**Working data**.
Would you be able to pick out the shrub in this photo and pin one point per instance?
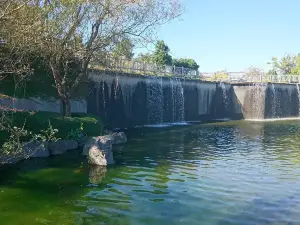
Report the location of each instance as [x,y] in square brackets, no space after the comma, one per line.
[35,122]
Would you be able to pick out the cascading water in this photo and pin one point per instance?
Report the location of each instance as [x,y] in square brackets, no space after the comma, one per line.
[257,90]
[155,100]
[273,109]
[103,96]
[298,92]
[177,100]
[224,95]
[116,88]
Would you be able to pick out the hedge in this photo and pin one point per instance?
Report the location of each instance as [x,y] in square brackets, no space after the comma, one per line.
[35,122]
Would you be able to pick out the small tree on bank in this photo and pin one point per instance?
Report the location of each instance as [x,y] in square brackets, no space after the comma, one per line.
[71,32]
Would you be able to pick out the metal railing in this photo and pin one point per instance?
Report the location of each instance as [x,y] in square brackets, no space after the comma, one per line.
[266,78]
[138,67]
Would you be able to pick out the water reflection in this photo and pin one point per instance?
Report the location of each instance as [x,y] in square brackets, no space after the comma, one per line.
[96,174]
[216,173]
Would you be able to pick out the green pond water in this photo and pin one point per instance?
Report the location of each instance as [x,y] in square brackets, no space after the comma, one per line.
[216,174]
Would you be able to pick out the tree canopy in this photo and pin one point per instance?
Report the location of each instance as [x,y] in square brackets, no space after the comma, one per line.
[161,54]
[288,64]
[68,33]
[187,63]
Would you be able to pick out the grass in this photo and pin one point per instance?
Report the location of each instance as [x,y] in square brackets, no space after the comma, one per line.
[35,122]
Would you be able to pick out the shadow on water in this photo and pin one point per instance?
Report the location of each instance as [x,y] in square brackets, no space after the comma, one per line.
[235,172]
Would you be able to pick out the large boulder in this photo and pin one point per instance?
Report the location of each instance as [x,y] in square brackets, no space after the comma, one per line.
[61,146]
[103,144]
[96,174]
[36,149]
[96,157]
[118,138]
[11,159]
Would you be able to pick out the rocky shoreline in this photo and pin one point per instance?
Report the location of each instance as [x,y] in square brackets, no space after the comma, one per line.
[97,149]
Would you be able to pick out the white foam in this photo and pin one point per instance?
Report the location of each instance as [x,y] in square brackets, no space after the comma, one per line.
[273,119]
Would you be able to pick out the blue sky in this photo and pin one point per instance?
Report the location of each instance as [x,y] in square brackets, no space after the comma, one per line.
[234,34]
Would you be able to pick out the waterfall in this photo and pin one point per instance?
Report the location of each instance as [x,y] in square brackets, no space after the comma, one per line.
[177,100]
[103,97]
[224,95]
[155,100]
[273,109]
[257,91]
[298,92]
[116,88]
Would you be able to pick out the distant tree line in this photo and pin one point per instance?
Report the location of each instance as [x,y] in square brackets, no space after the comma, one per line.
[161,56]
[65,36]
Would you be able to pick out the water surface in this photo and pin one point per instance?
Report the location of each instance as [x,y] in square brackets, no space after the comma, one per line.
[212,174]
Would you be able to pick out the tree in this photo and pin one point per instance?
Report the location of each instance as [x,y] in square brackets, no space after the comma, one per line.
[147,58]
[124,49]
[220,76]
[18,29]
[187,63]
[285,65]
[296,69]
[161,54]
[71,32]
[254,73]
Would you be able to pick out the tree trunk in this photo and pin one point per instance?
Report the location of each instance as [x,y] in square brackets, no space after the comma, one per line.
[62,90]
[66,107]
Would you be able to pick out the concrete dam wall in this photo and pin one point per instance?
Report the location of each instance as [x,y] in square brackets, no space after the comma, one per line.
[128,101]
[268,101]
[124,100]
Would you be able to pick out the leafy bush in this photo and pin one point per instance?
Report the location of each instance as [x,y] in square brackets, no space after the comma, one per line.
[35,122]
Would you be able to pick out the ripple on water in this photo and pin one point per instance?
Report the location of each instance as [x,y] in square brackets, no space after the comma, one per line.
[225,173]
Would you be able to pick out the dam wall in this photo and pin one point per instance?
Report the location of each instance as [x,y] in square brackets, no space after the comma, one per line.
[268,101]
[124,100]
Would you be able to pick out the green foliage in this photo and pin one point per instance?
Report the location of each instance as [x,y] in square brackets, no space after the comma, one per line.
[161,54]
[187,63]
[124,49]
[48,134]
[13,144]
[146,58]
[76,134]
[220,76]
[296,69]
[286,65]
[35,122]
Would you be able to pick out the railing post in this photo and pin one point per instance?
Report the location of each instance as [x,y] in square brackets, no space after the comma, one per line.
[174,71]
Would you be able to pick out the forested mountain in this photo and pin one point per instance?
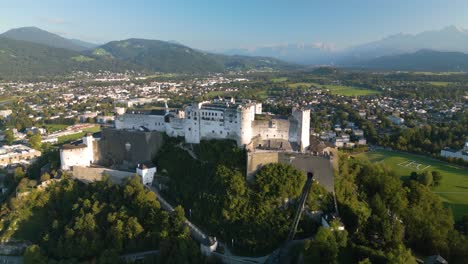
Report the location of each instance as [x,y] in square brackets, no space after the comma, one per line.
[162,56]
[423,60]
[39,36]
[32,52]
[21,59]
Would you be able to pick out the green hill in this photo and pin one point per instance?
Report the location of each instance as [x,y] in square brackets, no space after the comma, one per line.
[39,36]
[162,56]
[21,59]
[32,53]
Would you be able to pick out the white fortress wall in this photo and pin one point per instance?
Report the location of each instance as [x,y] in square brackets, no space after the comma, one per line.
[271,129]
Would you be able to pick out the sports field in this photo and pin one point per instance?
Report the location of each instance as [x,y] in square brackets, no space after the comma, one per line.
[454,187]
[348,90]
[279,79]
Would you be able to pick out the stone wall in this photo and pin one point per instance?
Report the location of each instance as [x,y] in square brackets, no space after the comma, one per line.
[320,166]
[128,148]
[91,174]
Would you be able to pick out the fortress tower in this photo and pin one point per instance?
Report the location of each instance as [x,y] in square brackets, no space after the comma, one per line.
[303,130]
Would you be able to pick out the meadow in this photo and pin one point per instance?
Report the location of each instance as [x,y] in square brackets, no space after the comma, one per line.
[349,90]
[454,187]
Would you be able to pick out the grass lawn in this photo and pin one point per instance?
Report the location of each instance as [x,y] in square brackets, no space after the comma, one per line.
[437,73]
[280,79]
[454,187]
[442,84]
[349,90]
[217,93]
[55,127]
[297,85]
[82,58]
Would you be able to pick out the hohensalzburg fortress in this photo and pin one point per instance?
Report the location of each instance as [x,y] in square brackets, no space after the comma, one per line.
[241,121]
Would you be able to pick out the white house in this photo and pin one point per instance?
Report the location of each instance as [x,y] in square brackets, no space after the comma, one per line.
[146,173]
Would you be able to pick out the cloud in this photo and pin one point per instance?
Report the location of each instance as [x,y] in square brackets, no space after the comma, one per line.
[53,20]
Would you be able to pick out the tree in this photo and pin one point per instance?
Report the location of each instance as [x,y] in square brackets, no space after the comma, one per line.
[425,178]
[323,249]
[35,141]
[465,224]
[19,174]
[33,255]
[45,177]
[9,136]
[277,182]
[401,255]
[437,178]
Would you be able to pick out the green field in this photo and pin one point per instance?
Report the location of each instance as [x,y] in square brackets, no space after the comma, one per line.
[55,127]
[280,79]
[82,58]
[349,90]
[454,187]
[441,84]
[297,85]
[437,73]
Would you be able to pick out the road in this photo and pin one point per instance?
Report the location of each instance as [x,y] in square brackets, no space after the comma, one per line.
[196,233]
[137,256]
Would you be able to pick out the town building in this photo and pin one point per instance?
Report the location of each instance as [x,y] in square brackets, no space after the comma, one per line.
[17,154]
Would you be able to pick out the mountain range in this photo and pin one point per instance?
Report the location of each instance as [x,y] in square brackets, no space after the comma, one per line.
[451,38]
[32,52]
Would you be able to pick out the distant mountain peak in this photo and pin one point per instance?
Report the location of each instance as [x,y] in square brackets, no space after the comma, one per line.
[453,28]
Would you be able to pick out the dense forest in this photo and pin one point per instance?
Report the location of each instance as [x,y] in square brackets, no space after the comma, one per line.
[387,220]
[72,222]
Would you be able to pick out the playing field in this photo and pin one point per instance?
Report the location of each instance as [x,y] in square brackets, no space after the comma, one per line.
[348,90]
[297,85]
[441,84]
[454,187]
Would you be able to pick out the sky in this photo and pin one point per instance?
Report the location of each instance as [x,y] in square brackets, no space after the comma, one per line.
[226,24]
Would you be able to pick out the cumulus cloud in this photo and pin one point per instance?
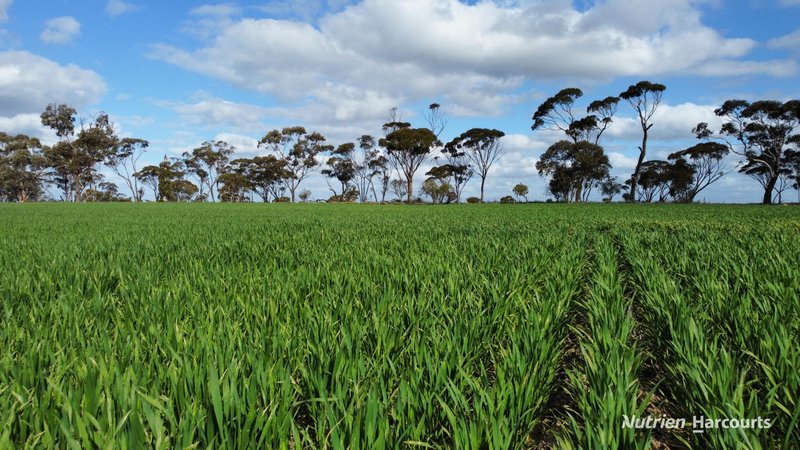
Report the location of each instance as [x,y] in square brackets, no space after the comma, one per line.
[61,30]
[28,83]
[790,41]
[670,122]
[359,60]
[118,7]
[209,111]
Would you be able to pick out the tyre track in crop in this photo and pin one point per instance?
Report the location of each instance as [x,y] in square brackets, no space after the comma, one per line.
[556,420]
[604,384]
[651,373]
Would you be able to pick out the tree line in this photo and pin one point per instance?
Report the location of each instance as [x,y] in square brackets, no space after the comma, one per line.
[763,133]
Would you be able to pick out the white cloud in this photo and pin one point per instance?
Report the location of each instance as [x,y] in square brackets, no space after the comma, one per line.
[28,83]
[28,124]
[4,5]
[790,41]
[209,111]
[354,63]
[669,122]
[621,161]
[119,7]
[61,30]
[246,146]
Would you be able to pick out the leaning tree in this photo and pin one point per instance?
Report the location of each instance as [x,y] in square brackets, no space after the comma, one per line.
[761,132]
[644,97]
[407,149]
[482,147]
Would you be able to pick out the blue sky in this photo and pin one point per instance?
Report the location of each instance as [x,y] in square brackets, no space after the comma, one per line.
[178,73]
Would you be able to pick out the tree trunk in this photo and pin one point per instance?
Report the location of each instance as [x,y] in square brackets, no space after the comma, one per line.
[642,153]
[767,200]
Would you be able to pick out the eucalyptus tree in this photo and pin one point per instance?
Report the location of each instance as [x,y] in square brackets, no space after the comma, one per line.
[299,149]
[557,113]
[167,181]
[207,163]
[407,148]
[78,152]
[482,147]
[520,190]
[124,160]
[22,168]
[575,168]
[761,132]
[341,167]
[706,161]
[644,97]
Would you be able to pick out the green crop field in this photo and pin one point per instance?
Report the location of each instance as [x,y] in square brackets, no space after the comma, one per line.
[367,327]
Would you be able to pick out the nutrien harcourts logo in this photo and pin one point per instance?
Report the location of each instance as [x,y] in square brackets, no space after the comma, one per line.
[699,424]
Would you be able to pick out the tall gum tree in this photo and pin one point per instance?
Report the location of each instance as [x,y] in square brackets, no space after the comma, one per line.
[299,149]
[644,97]
[482,146]
[761,132]
[407,149]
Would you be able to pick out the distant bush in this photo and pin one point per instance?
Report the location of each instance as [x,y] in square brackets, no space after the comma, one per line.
[507,199]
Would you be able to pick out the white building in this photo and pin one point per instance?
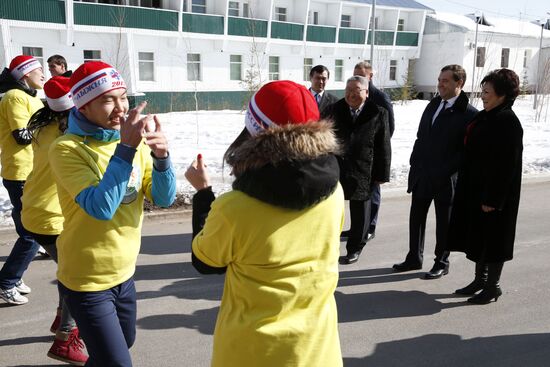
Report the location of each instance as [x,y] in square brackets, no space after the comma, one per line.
[451,39]
[171,51]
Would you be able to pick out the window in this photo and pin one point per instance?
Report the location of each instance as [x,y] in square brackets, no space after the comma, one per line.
[235,67]
[273,67]
[345,21]
[313,17]
[393,69]
[401,25]
[233,9]
[146,66]
[375,23]
[92,55]
[280,14]
[36,52]
[504,57]
[339,70]
[526,57]
[308,64]
[198,6]
[480,57]
[193,67]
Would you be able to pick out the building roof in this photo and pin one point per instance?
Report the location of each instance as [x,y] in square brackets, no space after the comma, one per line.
[410,4]
[491,24]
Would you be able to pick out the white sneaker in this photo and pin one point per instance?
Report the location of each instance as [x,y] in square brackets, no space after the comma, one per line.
[42,252]
[12,296]
[22,288]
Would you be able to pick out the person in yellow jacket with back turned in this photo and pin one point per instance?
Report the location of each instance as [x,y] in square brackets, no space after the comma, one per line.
[275,235]
[19,82]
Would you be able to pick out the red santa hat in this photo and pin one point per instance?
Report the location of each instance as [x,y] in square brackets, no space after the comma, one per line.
[280,103]
[22,65]
[93,79]
[58,93]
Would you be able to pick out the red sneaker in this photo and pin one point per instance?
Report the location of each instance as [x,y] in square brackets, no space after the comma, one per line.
[67,347]
[56,321]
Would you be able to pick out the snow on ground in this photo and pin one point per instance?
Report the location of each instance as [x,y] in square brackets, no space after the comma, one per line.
[211,132]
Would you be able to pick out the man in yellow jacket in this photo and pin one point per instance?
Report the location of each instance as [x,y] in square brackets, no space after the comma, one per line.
[19,82]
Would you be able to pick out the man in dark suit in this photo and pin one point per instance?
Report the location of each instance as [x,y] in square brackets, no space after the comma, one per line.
[363,130]
[434,163]
[318,76]
[364,69]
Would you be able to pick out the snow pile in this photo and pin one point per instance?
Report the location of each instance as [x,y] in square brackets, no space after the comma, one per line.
[211,132]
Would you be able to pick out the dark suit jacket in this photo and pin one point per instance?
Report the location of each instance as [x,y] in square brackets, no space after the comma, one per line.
[437,151]
[366,147]
[382,100]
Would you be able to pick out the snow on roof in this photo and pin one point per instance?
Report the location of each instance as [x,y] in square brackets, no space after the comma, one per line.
[498,25]
[410,4]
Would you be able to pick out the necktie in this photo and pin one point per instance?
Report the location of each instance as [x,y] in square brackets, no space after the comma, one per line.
[440,111]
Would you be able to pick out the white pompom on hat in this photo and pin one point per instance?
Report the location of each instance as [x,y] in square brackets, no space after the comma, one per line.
[280,103]
[93,79]
[22,65]
[58,94]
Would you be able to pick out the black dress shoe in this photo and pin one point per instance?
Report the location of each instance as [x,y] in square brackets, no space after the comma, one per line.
[350,258]
[436,273]
[405,266]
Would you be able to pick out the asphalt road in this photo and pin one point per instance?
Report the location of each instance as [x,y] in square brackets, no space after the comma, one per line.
[386,319]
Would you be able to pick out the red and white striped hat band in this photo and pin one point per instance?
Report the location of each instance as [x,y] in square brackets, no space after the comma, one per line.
[60,104]
[22,65]
[255,120]
[96,84]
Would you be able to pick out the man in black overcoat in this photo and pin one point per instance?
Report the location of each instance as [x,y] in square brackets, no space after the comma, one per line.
[364,68]
[318,76]
[434,164]
[363,130]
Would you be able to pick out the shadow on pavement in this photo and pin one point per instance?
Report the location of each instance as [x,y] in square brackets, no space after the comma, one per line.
[203,321]
[189,284]
[166,244]
[389,304]
[451,351]
[374,276]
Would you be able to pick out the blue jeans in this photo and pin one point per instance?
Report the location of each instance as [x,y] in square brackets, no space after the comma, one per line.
[25,248]
[106,321]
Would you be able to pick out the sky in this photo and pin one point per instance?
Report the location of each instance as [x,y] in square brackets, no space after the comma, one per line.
[526,9]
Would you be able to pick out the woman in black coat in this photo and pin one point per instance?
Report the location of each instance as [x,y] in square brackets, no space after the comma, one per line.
[485,208]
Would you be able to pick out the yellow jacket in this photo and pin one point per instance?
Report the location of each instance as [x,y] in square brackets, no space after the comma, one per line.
[16,108]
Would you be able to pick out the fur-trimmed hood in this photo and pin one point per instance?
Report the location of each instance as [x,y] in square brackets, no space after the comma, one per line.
[7,82]
[292,166]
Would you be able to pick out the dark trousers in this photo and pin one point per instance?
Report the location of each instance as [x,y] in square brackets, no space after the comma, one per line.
[417,229]
[375,200]
[25,248]
[67,322]
[106,321]
[359,213]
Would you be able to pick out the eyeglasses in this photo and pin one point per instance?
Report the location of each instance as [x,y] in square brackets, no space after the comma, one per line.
[356,91]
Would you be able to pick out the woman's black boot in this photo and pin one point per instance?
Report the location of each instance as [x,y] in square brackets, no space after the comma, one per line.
[492,288]
[478,283]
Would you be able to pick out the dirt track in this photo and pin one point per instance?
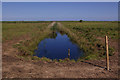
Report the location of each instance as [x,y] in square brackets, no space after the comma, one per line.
[14,67]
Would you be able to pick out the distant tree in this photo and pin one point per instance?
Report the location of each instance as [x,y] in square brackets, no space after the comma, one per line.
[81,21]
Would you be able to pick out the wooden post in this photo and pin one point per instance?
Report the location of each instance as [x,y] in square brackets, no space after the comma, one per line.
[107,53]
[69,53]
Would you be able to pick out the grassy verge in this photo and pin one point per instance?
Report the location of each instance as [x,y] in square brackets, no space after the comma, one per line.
[86,35]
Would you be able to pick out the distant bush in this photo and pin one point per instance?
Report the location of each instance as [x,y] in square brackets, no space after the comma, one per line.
[81,21]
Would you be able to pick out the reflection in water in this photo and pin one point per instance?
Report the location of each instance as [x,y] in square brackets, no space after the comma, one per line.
[56,47]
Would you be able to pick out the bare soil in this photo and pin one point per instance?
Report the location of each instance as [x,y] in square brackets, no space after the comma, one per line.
[14,67]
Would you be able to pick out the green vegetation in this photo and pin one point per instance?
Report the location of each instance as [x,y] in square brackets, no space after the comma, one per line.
[90,36]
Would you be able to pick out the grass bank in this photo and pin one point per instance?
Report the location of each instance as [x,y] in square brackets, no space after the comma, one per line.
[88,36]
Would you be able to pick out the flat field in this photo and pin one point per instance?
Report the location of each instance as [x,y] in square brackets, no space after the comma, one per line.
[20,39]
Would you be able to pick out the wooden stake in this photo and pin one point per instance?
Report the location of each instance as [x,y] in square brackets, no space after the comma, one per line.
[107,53]
[69,53]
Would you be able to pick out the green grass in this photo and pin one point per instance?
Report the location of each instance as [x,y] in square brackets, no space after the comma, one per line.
[86,35]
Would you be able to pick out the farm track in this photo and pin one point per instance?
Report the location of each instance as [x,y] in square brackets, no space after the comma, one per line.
[14,67]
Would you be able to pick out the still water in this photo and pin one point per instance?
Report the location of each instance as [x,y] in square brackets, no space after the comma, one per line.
[56,47]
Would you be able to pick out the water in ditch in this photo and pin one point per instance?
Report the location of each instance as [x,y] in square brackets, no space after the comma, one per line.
[56,47]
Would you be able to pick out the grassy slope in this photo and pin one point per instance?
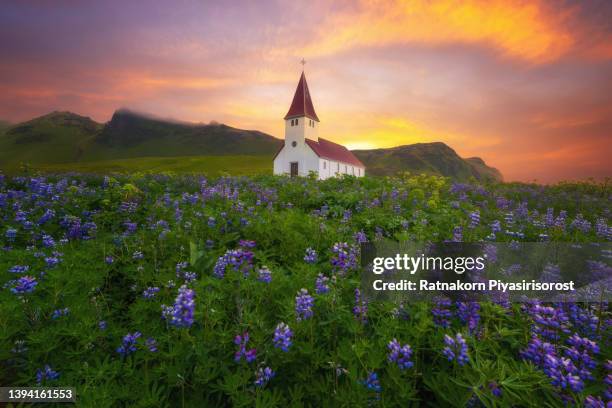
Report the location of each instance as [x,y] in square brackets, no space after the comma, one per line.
[55,138]
[211,165]
[431,158]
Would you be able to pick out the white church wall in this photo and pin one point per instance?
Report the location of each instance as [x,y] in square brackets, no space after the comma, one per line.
[302,154]
[302,130]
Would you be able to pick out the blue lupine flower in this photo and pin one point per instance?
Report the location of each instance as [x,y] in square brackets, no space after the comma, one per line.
[19,268]
[469,313]
[321,284]
[563,373]
[60,312]
[241,341]
[441,312]
[371,382]
[265,275]
[474,219]
[151,344]
[263,376]
[456,349]
[128,345]
[48,241]
[345,257]
[360,310]
[537,350]
[11,234]
[23,285]
[282,337]
[181,314]
[303,305]
[311,256]
[400,354]
[495,389]
[150,292]
[46,374]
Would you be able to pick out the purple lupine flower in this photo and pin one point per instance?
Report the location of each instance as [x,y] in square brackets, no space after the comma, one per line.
[60,312]
[360,310]
[23,285]
[128,345]
[46,374]
[581,353]
[245,243]
[441,312]
[181,313]
[19,268]
[474,219]
[371,382]
[581,224]
[282,337]
[549,322]
[264,275]
[593,402]
[537,350]
[303,305]
[563,373]
[344,259]
[321,284]
[241,341]
[469,313]
[238,259]
[495,389]
[551,273]
[52,261]
[151,344]
[457,234]
[400,354]
[150,292]
[48,241]
[456,349]
[311,256]
[11,234]
[263,376]
[360,237]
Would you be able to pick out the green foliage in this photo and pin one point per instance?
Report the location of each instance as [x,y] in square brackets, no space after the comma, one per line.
[331,353]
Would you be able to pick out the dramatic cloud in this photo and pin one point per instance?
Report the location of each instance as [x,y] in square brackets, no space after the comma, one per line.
[525,85]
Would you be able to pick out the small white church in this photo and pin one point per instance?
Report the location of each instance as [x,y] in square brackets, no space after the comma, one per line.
[304,151]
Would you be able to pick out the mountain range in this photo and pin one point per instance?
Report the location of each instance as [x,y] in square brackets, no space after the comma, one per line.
[65,141]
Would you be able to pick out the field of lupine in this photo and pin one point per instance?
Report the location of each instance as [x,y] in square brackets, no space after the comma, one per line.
[165,290]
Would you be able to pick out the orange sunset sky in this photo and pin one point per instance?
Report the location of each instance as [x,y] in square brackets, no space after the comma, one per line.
[526,85]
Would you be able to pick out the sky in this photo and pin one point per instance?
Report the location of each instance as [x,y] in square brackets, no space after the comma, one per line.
[525,85]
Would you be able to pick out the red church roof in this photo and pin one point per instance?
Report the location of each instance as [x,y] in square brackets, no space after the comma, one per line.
[333,151]
[302,104]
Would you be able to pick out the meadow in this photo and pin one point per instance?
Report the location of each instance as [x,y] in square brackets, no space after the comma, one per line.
[182,290]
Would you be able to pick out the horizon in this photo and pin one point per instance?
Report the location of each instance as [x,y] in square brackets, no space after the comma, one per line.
[529,92]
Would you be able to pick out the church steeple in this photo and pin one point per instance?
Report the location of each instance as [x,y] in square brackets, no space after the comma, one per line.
[301,106]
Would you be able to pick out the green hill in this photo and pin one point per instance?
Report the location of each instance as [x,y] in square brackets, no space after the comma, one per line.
[433,158]
[64,141]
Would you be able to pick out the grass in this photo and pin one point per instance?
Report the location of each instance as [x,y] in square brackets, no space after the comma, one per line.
[211,165]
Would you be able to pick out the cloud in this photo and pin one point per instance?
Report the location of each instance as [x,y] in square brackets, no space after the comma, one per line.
[528,31]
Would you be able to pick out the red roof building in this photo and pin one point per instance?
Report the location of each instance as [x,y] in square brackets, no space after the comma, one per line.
[303,151]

**Stated problem**.
Write out again, unchanged, every line from the line containing "Would you be able to pick out the church" to the final line of the material above.

**Correct answer**.
Would you be able to pick out the church steeple in this photo and pin one point per instance?
Report the location of each instance as [x,y] in square brackets, no space after the comma, one per line.
[301,106]
Would you be able to pick out the green hill in this photo and pin one point per instance?
Report the location of each instance as [x,y] in square brackets, no space after the comma, one per line.
[433,158]
[64,141]
Would you be able to pick out the grass in this photo and pin one point per instance?
Report the location of each instance as [x,y] in square brackets, no space after the comma, one per line.
[211,165]
Would you be able to pick out the cloud in this photo and pin one point per instance?
Report the location of each instance as [x,y] in square brackets, no space after the comma, one per line.
[528,31]
Would you be able to pick out the red roof building in this photo and pin one point per instance?
Report the location of each instance as [x,y] in square brackets, no space after the comma, one per line.
[303,151]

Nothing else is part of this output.